▶ WHAT IS REQUIRED
Copy every entry below, exactly and in full.

[DATASET RECORDS]

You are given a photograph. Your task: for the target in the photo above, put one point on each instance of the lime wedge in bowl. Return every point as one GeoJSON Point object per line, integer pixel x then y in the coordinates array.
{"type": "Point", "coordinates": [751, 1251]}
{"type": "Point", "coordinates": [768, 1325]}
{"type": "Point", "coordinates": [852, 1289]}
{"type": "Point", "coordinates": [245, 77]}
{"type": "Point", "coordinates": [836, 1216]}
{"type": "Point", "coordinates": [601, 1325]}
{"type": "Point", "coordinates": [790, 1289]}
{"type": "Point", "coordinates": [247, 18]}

[/DATASET RECORDS]

▶ EXERCISE ANSWER
You are given a photograph. Your task: for the target in the photo above, put one point on each instance of the lime wedge in bowl. Return every point as one GeoJSON Point object per line, integer pixel x then y in the coordinates array.
{"type": "Point", "coordinates": [751, 1251]}
{"type": "Point", "coordinates": [768, 1325]}
{"type": "Point", "coordinates": [852, 1289]}
{"type": "Point", "coordinates": [245, 77]}
{"type": "Point", "coordinates": [836, 1216]}
{"type": "Point", "coordinates": [601, 1325]}
{"type": "Point", "coordinates": [790, 1289]}
{"type": "Point", "coordinates": [247, 18]}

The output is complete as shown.